** START **
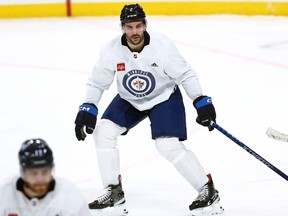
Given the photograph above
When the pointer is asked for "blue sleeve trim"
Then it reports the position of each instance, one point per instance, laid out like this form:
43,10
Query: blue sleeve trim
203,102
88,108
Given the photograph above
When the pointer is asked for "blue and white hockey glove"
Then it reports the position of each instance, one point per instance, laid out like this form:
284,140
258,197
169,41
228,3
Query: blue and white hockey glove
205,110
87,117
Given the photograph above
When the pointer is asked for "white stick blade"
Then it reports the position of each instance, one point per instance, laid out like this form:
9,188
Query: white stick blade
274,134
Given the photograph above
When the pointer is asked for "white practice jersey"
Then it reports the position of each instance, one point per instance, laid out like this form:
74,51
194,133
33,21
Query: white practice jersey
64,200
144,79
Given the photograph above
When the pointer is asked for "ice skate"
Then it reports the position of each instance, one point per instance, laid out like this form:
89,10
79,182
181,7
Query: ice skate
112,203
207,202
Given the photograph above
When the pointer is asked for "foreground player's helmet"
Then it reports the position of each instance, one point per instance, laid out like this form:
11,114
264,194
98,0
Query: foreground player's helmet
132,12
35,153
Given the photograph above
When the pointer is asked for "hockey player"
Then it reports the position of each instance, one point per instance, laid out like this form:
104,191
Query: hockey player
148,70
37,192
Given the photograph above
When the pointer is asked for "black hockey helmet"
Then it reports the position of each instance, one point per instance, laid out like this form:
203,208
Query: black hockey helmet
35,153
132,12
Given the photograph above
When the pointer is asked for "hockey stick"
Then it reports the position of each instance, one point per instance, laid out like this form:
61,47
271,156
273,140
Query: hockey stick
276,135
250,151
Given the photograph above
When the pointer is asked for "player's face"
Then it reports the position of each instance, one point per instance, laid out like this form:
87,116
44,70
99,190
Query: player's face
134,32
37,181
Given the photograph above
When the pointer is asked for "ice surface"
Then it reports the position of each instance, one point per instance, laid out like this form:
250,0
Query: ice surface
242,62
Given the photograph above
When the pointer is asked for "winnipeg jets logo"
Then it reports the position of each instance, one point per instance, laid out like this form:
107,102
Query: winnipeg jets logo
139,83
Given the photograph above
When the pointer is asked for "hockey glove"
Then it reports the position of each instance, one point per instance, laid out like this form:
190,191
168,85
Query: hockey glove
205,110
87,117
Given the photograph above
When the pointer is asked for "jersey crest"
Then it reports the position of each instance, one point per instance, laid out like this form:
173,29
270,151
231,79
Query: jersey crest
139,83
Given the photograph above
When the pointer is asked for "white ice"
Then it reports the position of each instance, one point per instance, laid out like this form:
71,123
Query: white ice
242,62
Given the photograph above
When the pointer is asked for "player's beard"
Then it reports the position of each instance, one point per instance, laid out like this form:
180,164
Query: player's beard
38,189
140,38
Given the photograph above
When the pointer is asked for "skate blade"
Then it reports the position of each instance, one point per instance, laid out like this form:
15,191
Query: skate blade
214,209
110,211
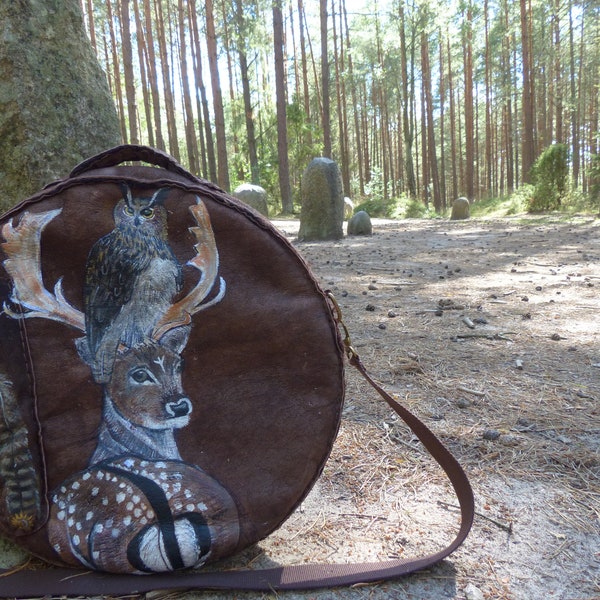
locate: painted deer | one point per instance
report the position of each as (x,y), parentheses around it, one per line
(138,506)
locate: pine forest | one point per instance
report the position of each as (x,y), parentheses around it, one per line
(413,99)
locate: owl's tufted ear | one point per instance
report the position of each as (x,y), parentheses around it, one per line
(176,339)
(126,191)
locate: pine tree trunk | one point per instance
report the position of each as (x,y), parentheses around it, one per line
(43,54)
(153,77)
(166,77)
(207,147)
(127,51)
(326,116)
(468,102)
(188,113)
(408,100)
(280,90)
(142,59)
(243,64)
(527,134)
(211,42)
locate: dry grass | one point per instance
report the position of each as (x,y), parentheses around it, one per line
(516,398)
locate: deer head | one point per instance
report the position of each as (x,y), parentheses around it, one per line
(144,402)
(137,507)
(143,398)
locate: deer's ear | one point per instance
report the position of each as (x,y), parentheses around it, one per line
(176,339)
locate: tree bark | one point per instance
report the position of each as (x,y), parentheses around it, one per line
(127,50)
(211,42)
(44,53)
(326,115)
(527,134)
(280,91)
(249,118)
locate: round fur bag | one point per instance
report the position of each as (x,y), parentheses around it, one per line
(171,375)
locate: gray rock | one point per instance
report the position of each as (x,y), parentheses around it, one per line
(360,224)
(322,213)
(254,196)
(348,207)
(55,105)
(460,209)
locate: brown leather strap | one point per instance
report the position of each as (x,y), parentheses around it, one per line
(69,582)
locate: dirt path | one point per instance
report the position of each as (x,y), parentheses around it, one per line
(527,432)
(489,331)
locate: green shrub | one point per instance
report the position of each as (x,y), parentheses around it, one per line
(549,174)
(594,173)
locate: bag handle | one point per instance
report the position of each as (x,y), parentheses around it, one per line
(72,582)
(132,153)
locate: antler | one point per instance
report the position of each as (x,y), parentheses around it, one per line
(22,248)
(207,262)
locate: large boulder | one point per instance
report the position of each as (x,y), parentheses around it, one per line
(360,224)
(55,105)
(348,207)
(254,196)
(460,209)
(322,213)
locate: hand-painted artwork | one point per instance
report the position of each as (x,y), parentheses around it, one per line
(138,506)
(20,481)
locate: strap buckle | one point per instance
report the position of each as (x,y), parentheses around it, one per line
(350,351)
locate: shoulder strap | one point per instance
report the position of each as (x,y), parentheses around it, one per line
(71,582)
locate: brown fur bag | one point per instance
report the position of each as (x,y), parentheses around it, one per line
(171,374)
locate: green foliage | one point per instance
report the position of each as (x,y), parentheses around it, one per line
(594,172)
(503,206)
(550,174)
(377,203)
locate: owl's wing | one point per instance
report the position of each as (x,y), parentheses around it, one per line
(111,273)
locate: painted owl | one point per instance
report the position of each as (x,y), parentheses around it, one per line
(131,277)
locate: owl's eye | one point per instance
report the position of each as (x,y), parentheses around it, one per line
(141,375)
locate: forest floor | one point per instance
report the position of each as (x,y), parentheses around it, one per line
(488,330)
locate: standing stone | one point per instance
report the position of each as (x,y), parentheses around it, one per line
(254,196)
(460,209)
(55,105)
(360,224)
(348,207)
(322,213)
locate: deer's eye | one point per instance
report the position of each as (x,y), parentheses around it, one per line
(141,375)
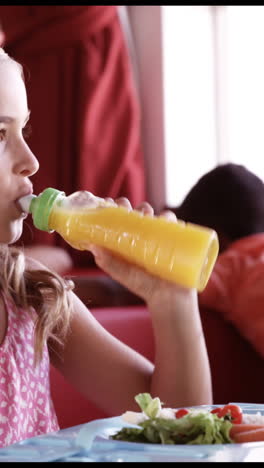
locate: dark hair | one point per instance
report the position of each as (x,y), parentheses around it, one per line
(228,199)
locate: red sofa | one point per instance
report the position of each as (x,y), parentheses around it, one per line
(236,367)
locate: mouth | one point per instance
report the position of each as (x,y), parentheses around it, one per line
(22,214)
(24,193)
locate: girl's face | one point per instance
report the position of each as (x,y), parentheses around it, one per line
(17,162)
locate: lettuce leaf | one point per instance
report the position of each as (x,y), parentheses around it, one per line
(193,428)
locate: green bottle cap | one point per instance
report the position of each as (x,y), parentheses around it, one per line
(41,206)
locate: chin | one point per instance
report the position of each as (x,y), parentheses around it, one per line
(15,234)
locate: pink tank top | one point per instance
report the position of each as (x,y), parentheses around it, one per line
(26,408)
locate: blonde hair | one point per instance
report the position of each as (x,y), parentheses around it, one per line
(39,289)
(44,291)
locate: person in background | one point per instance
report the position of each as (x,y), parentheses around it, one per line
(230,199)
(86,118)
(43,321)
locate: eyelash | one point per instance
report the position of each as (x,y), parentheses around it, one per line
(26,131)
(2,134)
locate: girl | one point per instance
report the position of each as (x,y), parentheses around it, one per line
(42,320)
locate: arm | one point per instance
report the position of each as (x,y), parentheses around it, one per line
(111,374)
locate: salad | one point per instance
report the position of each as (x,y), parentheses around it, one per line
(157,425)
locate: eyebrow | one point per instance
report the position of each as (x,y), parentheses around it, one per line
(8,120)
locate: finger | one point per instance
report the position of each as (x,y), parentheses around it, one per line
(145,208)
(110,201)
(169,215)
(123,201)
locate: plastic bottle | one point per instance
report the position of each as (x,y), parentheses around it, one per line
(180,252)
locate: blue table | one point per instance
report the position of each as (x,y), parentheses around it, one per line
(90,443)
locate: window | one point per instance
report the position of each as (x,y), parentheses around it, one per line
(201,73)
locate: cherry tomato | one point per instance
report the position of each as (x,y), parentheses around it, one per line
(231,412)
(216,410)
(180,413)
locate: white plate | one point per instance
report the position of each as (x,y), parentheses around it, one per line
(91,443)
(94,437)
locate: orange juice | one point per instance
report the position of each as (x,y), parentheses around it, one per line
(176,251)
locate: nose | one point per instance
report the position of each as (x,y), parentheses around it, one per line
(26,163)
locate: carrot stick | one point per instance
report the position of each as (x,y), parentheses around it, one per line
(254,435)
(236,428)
** END **
** START **
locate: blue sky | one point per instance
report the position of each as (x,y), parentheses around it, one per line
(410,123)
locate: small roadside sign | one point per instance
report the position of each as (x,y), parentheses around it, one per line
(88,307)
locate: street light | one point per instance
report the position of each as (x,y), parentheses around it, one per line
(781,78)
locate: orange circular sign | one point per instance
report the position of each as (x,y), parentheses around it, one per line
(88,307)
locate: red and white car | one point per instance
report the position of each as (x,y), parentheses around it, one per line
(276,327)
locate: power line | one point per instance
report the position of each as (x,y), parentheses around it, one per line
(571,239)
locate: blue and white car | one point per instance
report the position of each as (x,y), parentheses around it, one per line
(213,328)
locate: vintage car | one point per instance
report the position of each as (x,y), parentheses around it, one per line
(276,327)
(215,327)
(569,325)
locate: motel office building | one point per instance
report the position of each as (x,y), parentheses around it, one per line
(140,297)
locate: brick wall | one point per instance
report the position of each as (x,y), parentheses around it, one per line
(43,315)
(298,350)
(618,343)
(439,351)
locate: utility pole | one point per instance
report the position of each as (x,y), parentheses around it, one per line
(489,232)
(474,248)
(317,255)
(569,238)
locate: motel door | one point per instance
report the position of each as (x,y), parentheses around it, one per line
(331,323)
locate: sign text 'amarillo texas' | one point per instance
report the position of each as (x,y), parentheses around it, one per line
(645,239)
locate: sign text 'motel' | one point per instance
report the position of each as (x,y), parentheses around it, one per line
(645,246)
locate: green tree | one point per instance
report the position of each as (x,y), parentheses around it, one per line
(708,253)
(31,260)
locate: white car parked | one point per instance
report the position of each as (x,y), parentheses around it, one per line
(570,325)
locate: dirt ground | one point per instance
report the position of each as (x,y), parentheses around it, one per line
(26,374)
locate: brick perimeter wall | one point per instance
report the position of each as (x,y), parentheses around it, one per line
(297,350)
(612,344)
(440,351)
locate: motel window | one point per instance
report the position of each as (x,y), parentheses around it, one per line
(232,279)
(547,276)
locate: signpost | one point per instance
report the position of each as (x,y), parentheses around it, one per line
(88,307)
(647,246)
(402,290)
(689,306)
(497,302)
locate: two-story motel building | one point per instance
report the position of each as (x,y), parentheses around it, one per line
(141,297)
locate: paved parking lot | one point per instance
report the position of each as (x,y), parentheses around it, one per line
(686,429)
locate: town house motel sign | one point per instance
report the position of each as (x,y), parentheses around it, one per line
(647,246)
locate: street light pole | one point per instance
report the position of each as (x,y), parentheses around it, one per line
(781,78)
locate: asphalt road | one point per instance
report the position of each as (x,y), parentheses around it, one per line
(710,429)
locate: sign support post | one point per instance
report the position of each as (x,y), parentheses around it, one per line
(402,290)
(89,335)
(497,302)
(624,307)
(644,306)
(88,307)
** END **
** START **
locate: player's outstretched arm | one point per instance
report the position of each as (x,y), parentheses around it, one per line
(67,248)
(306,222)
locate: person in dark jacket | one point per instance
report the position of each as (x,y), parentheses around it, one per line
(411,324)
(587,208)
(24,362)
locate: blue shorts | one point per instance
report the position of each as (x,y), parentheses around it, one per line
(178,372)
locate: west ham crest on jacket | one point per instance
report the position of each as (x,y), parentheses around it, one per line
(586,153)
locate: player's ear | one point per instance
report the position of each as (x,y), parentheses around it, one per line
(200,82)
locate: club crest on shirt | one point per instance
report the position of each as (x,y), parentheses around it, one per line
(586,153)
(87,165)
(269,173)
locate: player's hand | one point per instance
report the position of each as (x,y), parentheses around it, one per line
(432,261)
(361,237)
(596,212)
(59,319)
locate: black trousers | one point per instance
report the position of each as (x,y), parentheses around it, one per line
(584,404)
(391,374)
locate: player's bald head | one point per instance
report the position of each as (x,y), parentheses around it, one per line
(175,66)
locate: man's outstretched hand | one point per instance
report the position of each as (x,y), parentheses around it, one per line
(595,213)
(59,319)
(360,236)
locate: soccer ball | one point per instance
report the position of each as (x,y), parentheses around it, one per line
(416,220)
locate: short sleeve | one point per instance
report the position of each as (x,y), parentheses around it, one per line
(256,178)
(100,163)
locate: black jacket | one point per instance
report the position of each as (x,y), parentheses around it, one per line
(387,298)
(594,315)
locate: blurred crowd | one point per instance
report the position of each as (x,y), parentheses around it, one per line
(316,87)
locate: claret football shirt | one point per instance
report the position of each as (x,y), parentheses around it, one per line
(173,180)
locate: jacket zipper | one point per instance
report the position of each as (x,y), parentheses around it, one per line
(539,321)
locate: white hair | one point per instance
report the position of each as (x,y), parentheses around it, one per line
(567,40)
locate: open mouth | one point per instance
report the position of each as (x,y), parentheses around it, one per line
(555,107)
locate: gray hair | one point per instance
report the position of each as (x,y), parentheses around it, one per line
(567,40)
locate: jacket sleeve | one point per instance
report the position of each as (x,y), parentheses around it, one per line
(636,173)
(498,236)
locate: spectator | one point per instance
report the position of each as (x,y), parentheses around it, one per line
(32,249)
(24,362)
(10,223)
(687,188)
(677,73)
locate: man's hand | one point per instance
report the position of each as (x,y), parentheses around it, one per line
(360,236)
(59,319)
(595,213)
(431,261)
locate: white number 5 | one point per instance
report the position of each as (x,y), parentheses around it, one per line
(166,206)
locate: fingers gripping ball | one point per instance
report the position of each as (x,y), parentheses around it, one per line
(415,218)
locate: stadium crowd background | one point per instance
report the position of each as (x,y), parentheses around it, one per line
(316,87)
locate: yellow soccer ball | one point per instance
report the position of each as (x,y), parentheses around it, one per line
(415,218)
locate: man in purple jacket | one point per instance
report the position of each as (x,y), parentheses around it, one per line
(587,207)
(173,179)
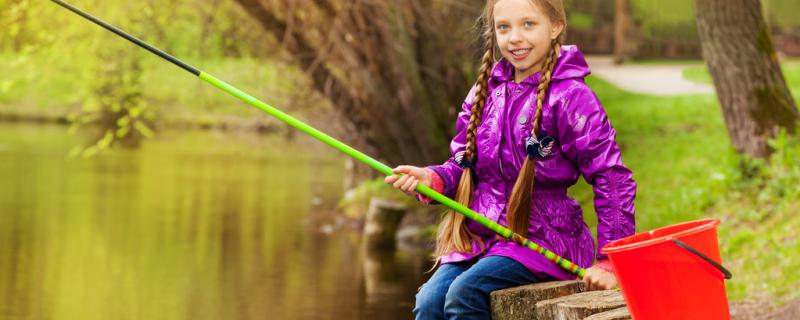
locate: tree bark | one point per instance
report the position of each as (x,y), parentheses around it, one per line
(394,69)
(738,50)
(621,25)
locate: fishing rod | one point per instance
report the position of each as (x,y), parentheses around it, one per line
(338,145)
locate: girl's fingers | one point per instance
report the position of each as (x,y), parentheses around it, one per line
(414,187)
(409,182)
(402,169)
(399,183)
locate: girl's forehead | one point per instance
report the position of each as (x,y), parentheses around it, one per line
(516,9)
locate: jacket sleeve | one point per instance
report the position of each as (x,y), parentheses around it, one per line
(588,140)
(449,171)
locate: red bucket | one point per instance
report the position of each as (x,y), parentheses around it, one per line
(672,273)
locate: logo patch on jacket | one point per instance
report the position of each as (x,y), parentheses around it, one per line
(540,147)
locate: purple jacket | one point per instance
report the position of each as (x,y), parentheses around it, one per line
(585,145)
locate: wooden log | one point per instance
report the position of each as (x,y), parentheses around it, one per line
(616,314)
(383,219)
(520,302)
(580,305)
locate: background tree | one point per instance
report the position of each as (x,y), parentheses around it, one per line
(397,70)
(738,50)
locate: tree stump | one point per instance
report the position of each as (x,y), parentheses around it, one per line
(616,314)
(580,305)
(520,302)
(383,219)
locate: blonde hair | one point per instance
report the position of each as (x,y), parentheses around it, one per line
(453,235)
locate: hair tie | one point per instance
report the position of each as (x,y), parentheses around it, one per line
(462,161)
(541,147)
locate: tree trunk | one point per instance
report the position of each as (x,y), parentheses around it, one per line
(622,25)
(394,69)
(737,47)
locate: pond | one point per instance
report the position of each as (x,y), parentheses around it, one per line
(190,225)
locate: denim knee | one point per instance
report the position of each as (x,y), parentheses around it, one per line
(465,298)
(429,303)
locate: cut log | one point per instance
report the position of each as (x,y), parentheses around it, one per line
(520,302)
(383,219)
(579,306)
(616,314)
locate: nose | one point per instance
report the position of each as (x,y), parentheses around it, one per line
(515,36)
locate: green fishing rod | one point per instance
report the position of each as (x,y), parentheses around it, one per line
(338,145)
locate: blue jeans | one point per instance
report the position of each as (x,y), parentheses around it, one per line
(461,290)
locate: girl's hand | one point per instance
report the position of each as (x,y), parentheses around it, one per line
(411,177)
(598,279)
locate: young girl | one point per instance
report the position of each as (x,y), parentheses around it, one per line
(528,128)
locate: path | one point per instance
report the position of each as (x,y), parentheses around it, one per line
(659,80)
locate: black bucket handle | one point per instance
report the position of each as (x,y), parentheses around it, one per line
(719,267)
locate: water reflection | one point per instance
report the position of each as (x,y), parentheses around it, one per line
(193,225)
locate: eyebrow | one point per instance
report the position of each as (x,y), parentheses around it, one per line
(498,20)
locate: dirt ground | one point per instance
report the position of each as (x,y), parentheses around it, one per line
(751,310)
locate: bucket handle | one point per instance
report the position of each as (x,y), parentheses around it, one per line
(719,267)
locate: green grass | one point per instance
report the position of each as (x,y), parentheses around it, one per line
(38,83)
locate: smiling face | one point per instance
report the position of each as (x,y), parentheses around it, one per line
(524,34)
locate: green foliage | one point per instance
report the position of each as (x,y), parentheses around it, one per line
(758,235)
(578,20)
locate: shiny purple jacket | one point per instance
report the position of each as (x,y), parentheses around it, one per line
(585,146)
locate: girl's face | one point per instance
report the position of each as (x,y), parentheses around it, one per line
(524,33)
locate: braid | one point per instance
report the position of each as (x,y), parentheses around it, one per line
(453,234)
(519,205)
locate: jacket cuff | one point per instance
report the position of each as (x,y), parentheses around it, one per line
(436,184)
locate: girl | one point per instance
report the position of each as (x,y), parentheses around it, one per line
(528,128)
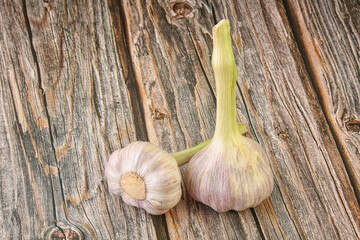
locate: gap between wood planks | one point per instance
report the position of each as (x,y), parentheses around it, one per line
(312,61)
** END **
Objective =>
Give back, in full, every line from the items above that contains the string "blade". The match is case-sensitive.

Exercise output =>
When the pointer is asked for "white stick blade"
Query: white stick blade
When the pointer is asked for "skate blade"
Query: skate blade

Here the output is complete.